◆ Text
At least some of the cleaning in the cleaning process of the present invention is conducted in the vapor phase of an organic solvent. The term "an organic solvent" as used herein encompasses undiluted organic compounds as well as mixtures of two or more organic compounds which are generally designated in the art as organic solvents and also mixtures of one of more such organic compounds with water. If a solvent mixture is used, the mixture preferably contains more than 50%, more preferably more than 70%, most preferably more than 95% of non-halogenated organic solvents, based on the total weight of the mixture. Most preferably, an entirely halogen-free organic solvent is used for cleaning. If the used solvent mixture contains water, it preferably contains less than 80%, more preferably less than 50%, most preferably less than 30% water, based on the total weight of the mixture. The cleaning process of the present invention is particularly useful for an organic solvent which has a flash point which is lower than its boiling point at atmospheric pressure and which has a boiling point of 100° C. or less at an absolute pressure of 1 mbar or more. Preferred are aliphatic hydrocarbons containing from 5 to 15 carbon atoms, such as cyclic saturated hydrocarbons and linear or branched saturated or unsaturated hydrocarbons, preferably cycloalkanes, n-paraffins, isoparaffins or Stoddard solvent, or aromatic hydrocarbons, such as toluene or xylene, or oxygen-containing organic compound, such as alcohols, preferably isopropanol, esters, preferably alkyl lactates or dibasic esters, such as commercially available mixtures of dibasic esters, ethers, preferably diethyl ether, ketones, preferably acetone or methyl ethyl ketone, or hydroxyethers, preferably alkoxy propanols or alkoxy ethanols, cyclic siloxanes containing preferably 6 to 8 ring atoms or a mixture of two or more of such compounds. The solvents which are most preferably used in the process of the present invention have flash points in the range from 10° C. to 100° C., preferably from 40° C. to 100° C.

◆ Raw data
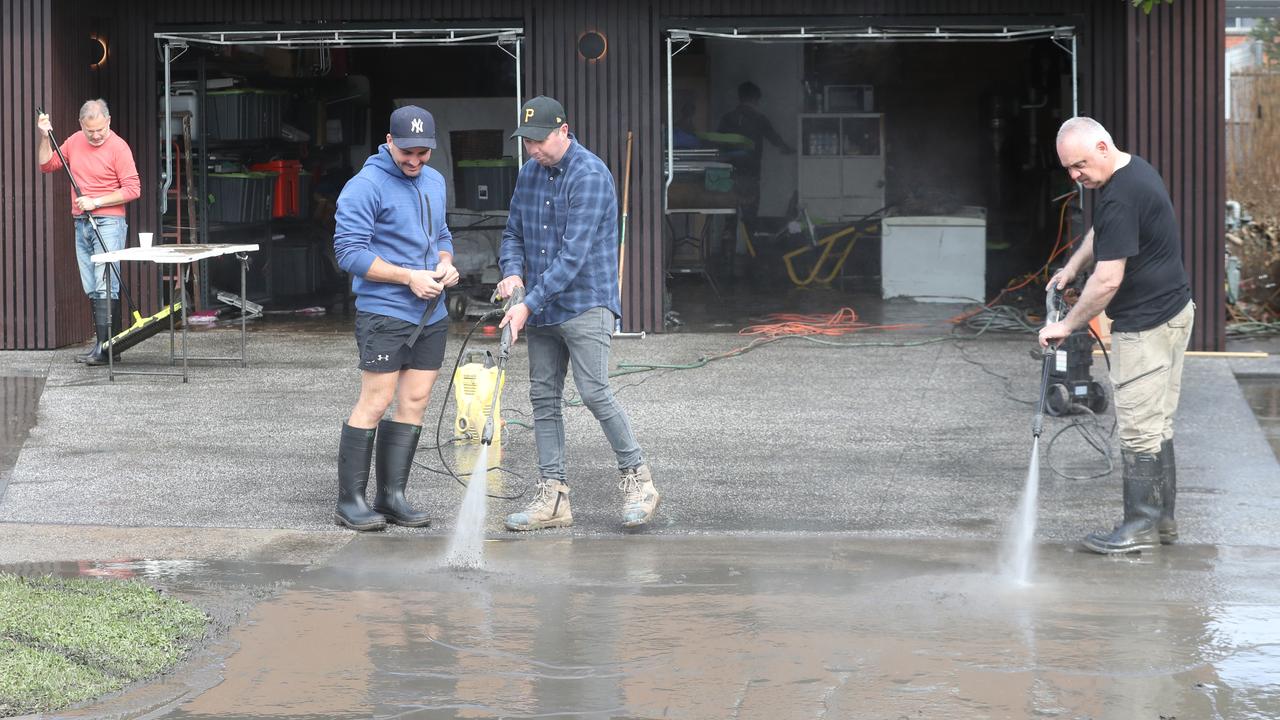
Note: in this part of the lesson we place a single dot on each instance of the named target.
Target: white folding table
(181, 255)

◆ Exercise instructions
(A) In the passage on vapor-phase solvent cleaning, which alcohol is named as preferred?
(B) Carry on the passage on vapor-phase solvent cleaning from the point where it stops.

◆ Results of the tasks
(A) Isopropanol.

(B)
In the practice of cleaning articles in a cleaning chamber in the vapor phase of an organic solvent, the entire procedure usually comprises the following steps:
a) loading the cleaning chamber with the articles to be cleaned and closing the cleaning chamber;
b) optionally regulating the pressure in the cleaning chamber to 200 mbar or lower, more preferably to 125 mbar or lower, most preferably to 100 mbar or lower and prepurifying the articles with a liquid solvent;
c) reducing the pressure in the cleaning chamber to 200 mbar or lower, more preferably to 125 mbar or lower, most preferably to 100 mbar or lower;
d) feeding solvent vapor to the evacuated cleaning chamber whereby not exceeding an absolute pressure of 200 mbar in the cleaning chamber and cleaning the articles by condensation of solvent vapor on the articles;
e) reducing the solvent vapor concentration in the cleaning chamber and drying the cleaned articles and;
f) increasing the pressure in the cleaning chamber and unloading the cleaning chamber.
Step a) can be conducted in a known manner. The articles can for example be placed in containers such as baskets etc..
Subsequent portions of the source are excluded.